EXERCISE INPUTS:
-------------------------

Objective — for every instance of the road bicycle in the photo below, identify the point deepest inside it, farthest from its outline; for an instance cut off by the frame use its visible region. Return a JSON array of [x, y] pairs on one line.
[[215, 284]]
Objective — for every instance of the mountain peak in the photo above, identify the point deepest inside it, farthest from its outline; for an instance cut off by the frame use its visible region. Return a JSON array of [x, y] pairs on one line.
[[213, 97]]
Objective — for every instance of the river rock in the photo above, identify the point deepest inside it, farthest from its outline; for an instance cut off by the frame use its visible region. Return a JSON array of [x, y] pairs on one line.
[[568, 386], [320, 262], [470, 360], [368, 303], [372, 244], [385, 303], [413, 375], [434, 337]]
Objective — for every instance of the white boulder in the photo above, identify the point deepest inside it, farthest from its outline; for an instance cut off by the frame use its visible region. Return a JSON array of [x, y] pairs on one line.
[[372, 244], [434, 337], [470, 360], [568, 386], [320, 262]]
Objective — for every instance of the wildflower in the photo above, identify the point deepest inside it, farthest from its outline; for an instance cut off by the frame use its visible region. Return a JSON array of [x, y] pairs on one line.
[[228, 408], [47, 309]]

-------------------------

PROBLEM TO SOLVE:
Rewrite every one of the items above, putting "JSON list" in place of "JSON array" wherever it occurs and keeping everything else the same.

TASK RESULT:
Objective — for every instance of the road bicycle in the photo below, identify the point deepest inside it, farthest from its outline; for an instance cut off by the frame use its visible region. Return a JSON list of [x, y] pairs on one line.
[[215, 284]]
Objective — for every instance of the mountain peak in the photo above, identify the point deepest inside it, farthest from its outline; for an instance cut off by the frame use its visible region. Return a JSON list of [x, y] pairs on one line.
[[213, 97]]
Objective — for every instance of the river rock in the photo above, identify the point deepest inside it, farthest from its outline; for an instance cut off by the frame use its visible region. Return a JSON list of [x, y] pairs on one line.
[[568, 386], [320, 262], [470, 360], [368, 303], [372, 244], [385, 303], [413, 375], [434, 337]]
Objective — for every instance of the white boulder in the photo above, identify the point deepest inside it, farthest from its outline; for an instance cut off by the frame use its visible region. Return a JSON list of [x, y] pairs on one line.
[[372, 244], [434, 337], [470, 360], [568, 386], [320, 262]]
Objective — for every instance of the wildflower in the photo above, identify the point deepest inside it, farthest from its outline; for an instance cut off by the frame use its visible region. Return a JSON list of [x, y] pairs on one line.
[[228, 408], [47, 309]]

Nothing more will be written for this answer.